Material provided:
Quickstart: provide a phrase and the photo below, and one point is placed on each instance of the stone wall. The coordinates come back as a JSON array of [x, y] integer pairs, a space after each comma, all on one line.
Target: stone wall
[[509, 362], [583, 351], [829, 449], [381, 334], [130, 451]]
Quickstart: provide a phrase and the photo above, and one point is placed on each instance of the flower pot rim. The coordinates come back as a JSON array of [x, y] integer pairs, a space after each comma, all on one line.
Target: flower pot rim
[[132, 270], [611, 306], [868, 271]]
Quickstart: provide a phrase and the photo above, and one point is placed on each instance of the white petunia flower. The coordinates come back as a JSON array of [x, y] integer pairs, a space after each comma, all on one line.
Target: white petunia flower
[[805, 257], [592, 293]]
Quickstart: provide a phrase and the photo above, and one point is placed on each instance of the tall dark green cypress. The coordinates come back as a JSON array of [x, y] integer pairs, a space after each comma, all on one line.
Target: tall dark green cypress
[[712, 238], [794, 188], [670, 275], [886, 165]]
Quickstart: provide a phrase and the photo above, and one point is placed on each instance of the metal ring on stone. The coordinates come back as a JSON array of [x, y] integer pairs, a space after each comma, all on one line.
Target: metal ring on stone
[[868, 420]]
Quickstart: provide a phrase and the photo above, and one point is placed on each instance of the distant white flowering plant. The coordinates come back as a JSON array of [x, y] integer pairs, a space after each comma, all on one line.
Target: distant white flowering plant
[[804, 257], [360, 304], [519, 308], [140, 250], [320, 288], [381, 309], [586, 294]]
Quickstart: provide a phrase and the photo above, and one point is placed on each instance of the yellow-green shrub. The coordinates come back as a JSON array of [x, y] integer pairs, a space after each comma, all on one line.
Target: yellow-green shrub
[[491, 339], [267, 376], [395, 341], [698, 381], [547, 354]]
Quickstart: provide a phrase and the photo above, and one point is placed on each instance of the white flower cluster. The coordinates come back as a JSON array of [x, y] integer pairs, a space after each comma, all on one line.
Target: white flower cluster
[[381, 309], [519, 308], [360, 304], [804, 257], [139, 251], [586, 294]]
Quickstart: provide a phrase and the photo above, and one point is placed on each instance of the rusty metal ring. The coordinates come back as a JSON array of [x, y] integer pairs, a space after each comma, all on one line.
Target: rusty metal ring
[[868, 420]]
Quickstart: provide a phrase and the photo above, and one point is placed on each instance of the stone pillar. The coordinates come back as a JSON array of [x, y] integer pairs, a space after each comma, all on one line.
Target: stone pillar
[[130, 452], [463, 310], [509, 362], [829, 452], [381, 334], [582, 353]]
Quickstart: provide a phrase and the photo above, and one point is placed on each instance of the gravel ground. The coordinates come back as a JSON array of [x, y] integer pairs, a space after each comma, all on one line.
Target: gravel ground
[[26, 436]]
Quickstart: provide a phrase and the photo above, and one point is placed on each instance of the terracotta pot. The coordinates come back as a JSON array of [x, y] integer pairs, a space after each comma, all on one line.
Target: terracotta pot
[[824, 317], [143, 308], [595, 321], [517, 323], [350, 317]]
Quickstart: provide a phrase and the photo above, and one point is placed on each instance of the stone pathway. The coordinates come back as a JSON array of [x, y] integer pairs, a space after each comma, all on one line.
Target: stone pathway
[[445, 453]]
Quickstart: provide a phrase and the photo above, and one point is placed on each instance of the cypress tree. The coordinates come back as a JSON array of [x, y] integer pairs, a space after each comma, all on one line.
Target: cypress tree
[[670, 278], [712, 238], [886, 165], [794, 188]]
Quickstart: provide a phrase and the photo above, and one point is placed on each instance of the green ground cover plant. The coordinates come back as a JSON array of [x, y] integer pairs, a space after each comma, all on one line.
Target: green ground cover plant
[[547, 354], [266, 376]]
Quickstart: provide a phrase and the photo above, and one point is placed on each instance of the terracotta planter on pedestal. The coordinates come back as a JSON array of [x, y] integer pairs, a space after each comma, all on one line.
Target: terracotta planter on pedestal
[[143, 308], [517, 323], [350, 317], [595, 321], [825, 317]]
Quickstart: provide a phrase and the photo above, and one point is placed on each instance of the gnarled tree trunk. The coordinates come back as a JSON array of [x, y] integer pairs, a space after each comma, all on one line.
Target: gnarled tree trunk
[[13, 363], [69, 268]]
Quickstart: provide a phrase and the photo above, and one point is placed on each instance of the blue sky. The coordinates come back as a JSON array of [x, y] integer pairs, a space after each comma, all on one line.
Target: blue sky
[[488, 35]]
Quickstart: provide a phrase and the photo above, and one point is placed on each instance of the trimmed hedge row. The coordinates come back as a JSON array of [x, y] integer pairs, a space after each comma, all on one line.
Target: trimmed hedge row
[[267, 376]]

What you will do:
All entries are to be output exactly as they stand.

Result:
Quickstart: provide a phrase and the photo below, and one point is placed on each instance of the stone wall. The coordinates come back as a JSON array of [x, y] integer pairs, a space after each comma, all on one line.
Target: stone wall
[[509, 362], [583, 351], [829, 449], [381, 334], [130, 451]]
Quickstart: provide a phrase and the photo above, and one point is placed on each instance of the flower pot rim. The coordinates come back as a JSON array of [x, y] integer pairs, a space after each comma, all on one line.
Target: flower pot rim
[[132, 270], [611, 306], [868, 271]]
Quickstart: provide a phrase and the photo above, and one point is placed on each instance of the white petunia flower. The coordinates come back as a JSON array of [x, y] integer pairs, a space after each comma, all on one line.
Target: white petunia flower
[[805, 257], [592, 293]]
Quickstart: provide a phrase and the photo above, and one point is placed on each instance of the tall dark green cypress. The coordinates come back as a JSON array of [x, y] integer pairs, a space after each comma, all on one line.
Target: tall dark green cypress
[[712, 238], [794, 188], [670, 275], [886, 165]]
Quickstart: provide a phrase and the photo above, and one point is placed on each instance of the metal ring on stone. The coordinates come back as a JSON array of [x, y] integer pairs, a space after each comma, all on one line.
Target: metal ring on stone
[[868, 420]]
Quickstart: provide a phrase and the photo above, and one point is placed on each instance of the distant white flowering plant. The coordinates come back as a JSON array of [x, y] integer pairs, a space after each comma, all on one line.
Target: distant white flowering plant
[[804, 257], [360, 304], [519, 308], [140, 250], [320, 288], [381, 309], [586, 294]]
Quickstart: provide a phrase and the photo above, and one point is placed on each instance of the yellow-green shrub. The coordinates come back as a JSON array of [x, y] integer pairs, a space after each comma, all on one line.
Target: yellow-green shrub
[[491, 339], [267, 376], [395, 341], [698, 381], [547, 354]]
Quickstart: provide a phrase and the photo above, and one point is placed on each instance of the white flower cluster. The coordinates come back as a JSON array of [x, y] integer pairs, a space after each comma, all on one line.
Target: white flower cluster
[[381, 309], [519, 308], [360, 304], [804, 257], [139, 251], [586, 294]]
Quickstart: provide a phrase and the photo above, and one point is placed on each instance of the rusty metal ring. The coordinates come back as a JSON array of [x, y] integer pairs, a space after each comma, all on one line.
Target: rusty metal ring
[[868, 420]]
Quickstart: provide a phrase and the photo above, and one point is placed on each instance of the stone pillar. The coordinates come back as a JSON array of [x, y] integer pairs, a space after each comma, all on one line.
Target: stone pillar
[[130, 452], [463, 310], [509, 362], [829, 452], [381, 334], [582, 353]]
Quickstart: provide a phrase and the photo above, and one point is placed on each instance of the gravel ground. The coordinates come back as a JSON array of [x, y] integer pairs, a space after each comma, all on one line.
Target: gravel ground
[[26, 436]]
Quickstart: provide a phrase and the photo above, and one point is placed on each instance of the terracotta pot. The coordinates come back as a JSON array of [x, y] integer pairs, a space after each comma, all on one line.
Target: terracotta pot
[[824, 317], [143, 308], [595, 321], [517, 323], [350, 317]]
Quickstart: provide a phrase and the photo above, and one point is placed on each instance of the stone pathway. The coordinates come back as a JSON array of [x, y] integer pairs, a space after each comma, all on one line.
Target: stone pathway
[[445, 453]]
Quickstart: provide a phrase and the photo above, and one point is placed on each instance of the cypress tree. The coordinates come back as a JSON array of [x, y] integer pairs, a space after each comma, all on one line.
Target: cypress tree
[[670, 278], [712, 238], [886, 165], [794, 188]]
Quickstart: provide a phrase and the photo above, and one point is placed on each instance of the green ground cover plant. The coordinates come back as a JSON array of [x, y] integer pairs, a space after each comma, all on one line.
Target: green ground cover plant
[[547, 354], [266, 376]]
Quickstart: provide a phrase and the photo above, and one point is placed on each instance of the terracotta planter on pedestal. The coordinates come back as a JSON array of [x, y] integer pairs, a space after each comma, all on one line.
Target: terracotta planter on pedestal
[[143, 308], [517, 323], [350, 317], [595, 321], [825, 317]]
Quickstart: provide a phrase and the photo above, and one point is placed on each instance of the gnarled tree trunk. The coordinates come back as a JSON array of [x, y] integer pairs, a space after each comma, all on one line.
Target: gnarled tree trunk
[[13, 363], [69, 268]]
Quickstart: provide a phrase and the photo above, and one point is placed on each instance of the blue sky. The coordinates come back as a JSON array of [x, y] integer pairs, a space after each comma, all on one line.
Target: blue sky
[[488, 35]]
Quickstart: provide a phrase and the photo above, and one point is placed on each instance of the trimmed hedge row. The coordinates come back as a JSON array of [x, y] integer pairs, a space after each comma, all on one line.
Target: trimmed hedge row
[[267, 376]]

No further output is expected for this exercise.